Stored records:

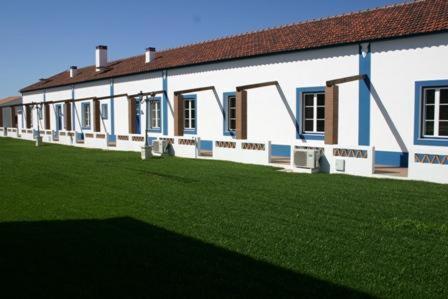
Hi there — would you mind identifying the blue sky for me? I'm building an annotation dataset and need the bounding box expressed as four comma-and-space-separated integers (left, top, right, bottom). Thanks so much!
0, 0, 403, 98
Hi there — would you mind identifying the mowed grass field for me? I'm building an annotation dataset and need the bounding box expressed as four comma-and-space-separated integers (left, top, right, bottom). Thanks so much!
0, 137, 447, 298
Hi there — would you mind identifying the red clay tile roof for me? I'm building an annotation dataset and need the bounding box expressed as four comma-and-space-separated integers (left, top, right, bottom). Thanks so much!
0, 96, 22, 106
20, 0, 448, 93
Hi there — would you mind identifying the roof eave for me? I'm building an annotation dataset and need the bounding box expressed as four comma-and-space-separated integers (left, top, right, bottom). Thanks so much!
19, 29, 448, 94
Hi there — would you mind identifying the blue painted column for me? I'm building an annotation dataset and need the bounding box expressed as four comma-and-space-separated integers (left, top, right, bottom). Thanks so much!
162, 70, 168, 135
108, 79, 116, 142
71, 85, 75, 131
358, 43, 371, 146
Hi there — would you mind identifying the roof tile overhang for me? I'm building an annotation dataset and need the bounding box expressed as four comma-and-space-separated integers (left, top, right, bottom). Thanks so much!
20, 0, 448, 93
0, 96, 22, 106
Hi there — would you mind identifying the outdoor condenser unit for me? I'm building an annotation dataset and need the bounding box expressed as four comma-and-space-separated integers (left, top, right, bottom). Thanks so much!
294, 149, 320, 169
152, 140, 167, 155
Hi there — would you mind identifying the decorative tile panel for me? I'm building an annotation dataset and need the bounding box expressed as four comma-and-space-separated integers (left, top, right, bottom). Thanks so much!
118, 135, 129, 141
333, 148, 368, 159
242, 142, 265, 151
178, 138, 196, 146
85, 133, 94, 138
415, 154, 448, 165
96, 134, 105, 139
215, 141, 236, 149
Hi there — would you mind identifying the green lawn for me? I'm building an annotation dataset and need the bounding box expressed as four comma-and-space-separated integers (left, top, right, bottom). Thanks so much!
0, 137, 447, 298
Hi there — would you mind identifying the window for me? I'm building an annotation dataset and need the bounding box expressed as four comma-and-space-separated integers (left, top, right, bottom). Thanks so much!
101, 103, 108, 120
184, 96, 196, 134
422, 88, 448, 138
303, 92, 325, 133
81, 103, 91, 129
223, 92, 236, 136
227, 96, 236, 131
149, 98, 161, 130
55, 105, 62, 131
38, 107, 43, 120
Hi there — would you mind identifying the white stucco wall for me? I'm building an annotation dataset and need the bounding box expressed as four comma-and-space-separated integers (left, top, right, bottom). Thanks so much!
13, 32, 448, 183
371, 32, 448, 154
166, 45, 359, 148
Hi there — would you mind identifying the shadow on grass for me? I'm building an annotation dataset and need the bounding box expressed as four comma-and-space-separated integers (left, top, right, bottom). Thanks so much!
0, 217, 371, 298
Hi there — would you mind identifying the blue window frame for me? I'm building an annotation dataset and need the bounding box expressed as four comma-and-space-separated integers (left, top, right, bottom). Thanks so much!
55, 104, 62, 131
38, 107, 43, 120
148, 97, 162, 133
414, 80, 448, 146
101, 103, 108, 120
223, 92, 236, 136
296, 87, 325, 140
183, 94, 197, 135
135, 99, 141, 134
81, 102, 91, 130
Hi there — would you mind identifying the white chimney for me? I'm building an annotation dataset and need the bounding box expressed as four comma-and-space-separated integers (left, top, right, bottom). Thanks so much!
96, 45, 108, 71
69, 66, 78, 78
145, 47, 156, 63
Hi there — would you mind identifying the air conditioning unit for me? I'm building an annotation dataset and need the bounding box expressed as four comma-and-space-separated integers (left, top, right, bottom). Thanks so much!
152, 140, 167, 155
294, 149, 320, 169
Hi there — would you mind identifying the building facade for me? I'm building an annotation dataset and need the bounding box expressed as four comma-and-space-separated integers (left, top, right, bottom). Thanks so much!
0, 96, 21, 134
1, 0, 448, 183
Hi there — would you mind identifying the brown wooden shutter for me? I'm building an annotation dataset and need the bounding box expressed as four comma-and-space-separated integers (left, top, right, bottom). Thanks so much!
174, 94, 184, 136
324, 85, 339, 145
93, 99, 101, 132
0, 108, 3, 127
11, 107, 17, 128
44, 103, 50, 130
128, 97, 136, 134
26, 105, 32, 128
236, 90, 247, 139
64, 101, 72, 131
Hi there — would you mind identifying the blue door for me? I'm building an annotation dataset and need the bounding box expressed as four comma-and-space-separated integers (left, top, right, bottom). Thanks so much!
56, 105, 62, 131
135, 100, 141, 134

WHAT YOU NEED TO DO: The answer should match the data above word for word, with no pictures in it.

EXERCISE RESULT:
Hi there — would you mind identifying the blue sky for me? I'm building an annotation dataset and need the bounding box expressed as four comma-and-space-separated integers (left, top, right, bottom). Thanks so much!
0, 0, 403, 98
Hi there — would you mind identifying the mowed grass field for me? I'm building an annotation dataset and need the bounding box expressed as four comma-and-space-separated integers (left, top, right, bottom). Thanks so much!
0, 137, 447, 298
Hi there — would you mind identifying the red clay tile roof for me? I'm building an annotation dataset and need the bounding box expressed as four comma-and-space-separated integers (left, top, right, bottom). Thanks so much!
0, 96, 22, 106
20, 0, 448, 93
Hi there — would you mind identifying the roof eave for me? I'm building an annotation dataset and need the bounding box expressed as four comma-and-space-separated integers (left, top, right, bottom). Thanks so much!
19, 29, 448, 94
Hi there — would you mind identifying the blue painted column for me? I'm building an annotation dataset and need the bounding box expressed as four comma-and-space-separated integers (left, top, right, bottom). Thanks so much!
162, 70, 168, 135
108, 79, 116, 142
71, 85, 75, 131
358, 43, 371, 146
Hi there — would you mind identifying the roof tile overhang for me? I'm building an annotation dataset and need the bounding box expressed as four comma-and-space-separated integers (left, top, right, bottom). Thanks so much!
20, 0, 448, 93
0, 96, 22, 106
Hi there — would you mind identifying the outdoor condenser unit for me? I'm building an annotation dataset and need the bounding box expressed as four comma-and-space-separated integers (left, top, right, bottom). Thanks so much!
294, 149, 320, 169
152, 140, 167, 155
Hi there — would you mind identifying the decorative tile panel for me? I'm building an annotation dataset and need the bounding box expressed as four comma-and-space-separated integers (left, top, right, bottom). Thanks so much!
118, 135, 129, 141
333, 148, 368, 159
242, 142, 265, 151
178, 138, 196, 146
85, 133, 94, 138
415, 154, 448, 165
96, 134, 105, 139
215, 141, 236, 149
Hi there — would you mind identifying the green lawn for me? I'm building an annotation dataset and need the bounding box expressed as four comma-and-space-separated integers (left, top, right, bottom). Thanks so much!
0, 137, 447, 298
Hi there — would you mind identifying the window for me? I'm building an annotation dataset and need the bounding box expressed as four comma-and-space-separated integers (left, top, right, bottom). Thanks so much!
101, 103, 108, 120
184, 96, 196, 134
422, 88, 448, 138
303, 92, 325, 133
81, 103, 91, 129
223, 92, 236, 136
227, 96, 236, 131
149, 98, 161, 130
55, 105, 62, 131
38, 107, 43, 120
Hi there — would you mind identifying the white stucco wall for me? I'm building an annotation dataset and need the bounding box expressed as four comma-and-space-separated integers (left, top, right, bottom). Thanks so much!
13, 32, 448, 183
371, 32, 448, 154
166, 45, 359, 148
Hi there — would you mind identifying the shadow on grass for me? I'm building an annotation dataset and need the bounding box expressed as four comma-and-space-separated integers (left, top, right, bottom). Thanks so much!
0, 217, 371, 298
Hi there — would you mind identifying the blue window frame for me? I'm building an annotation dataset and need the bounding box expressed as four comma-and-space-separated integers (left, top, right, bottom). Thanks so much!
55, 104, 62, 131
38, 107, 43, 120
148, 97, 162, 133
414, 80, 448, 146
101, 103, 108, 120
223, 92, 236, 136
296, 87, 325, 140
183, 94, 197, 135
135, 99, 141, 134
81, 102, 91, 130
Hi there — would you mind identifying the white chimney for me? I'm building an annotation dataset and need the bounding box expressed as four comma-and-space-separated integers (left, top, right, bottom). Thanks so much!
96, 45, 108, 71
69, 66, 78, 78
145, 47, 156, 63
Hi there — would you mind identifying the air conditioning unit for me? I'm building an annotation dataset and need the bounding box expressed as four comma-and-space-separated integers (left, top, right, bottom). Thanks so much!
152, 140, 167, 155
294, 149, 320, 169
Hi there — would you mind identifying the building facade for me? I'm building an annotation dataset and need the bounding box expressed as four comma-and-space-separated integers (left, top, right, bottom). Thanks so much!
0, 96, 21, 134
1, 0, 448, 183
Hi there — would you mind identifying the brown wooden shutter for me? I'm building an annotation dataset and need the bounding box expressed as four comma-and-space-separated integers (left, top, right, bottom). Thanks so much!
174, 94, 184, 136
324, 85, 339, 145
93, 99, 101, 132
0, 108, 3, 127
11, 107, 17, 128
44, 103, 50, 130
128, 97, 136, 134
26, 105, 32, 128
236, 90, 247, 139
64, 101, 72, 131
Hi there — would you mind identifying the blue door for me? I'm building an annotation dataset and need the bounding box expressed as four comma-and-space-separated integers (left, top, right, bottom). Thanks so much!
56, 105, 62, 131
135, 100, 141, 134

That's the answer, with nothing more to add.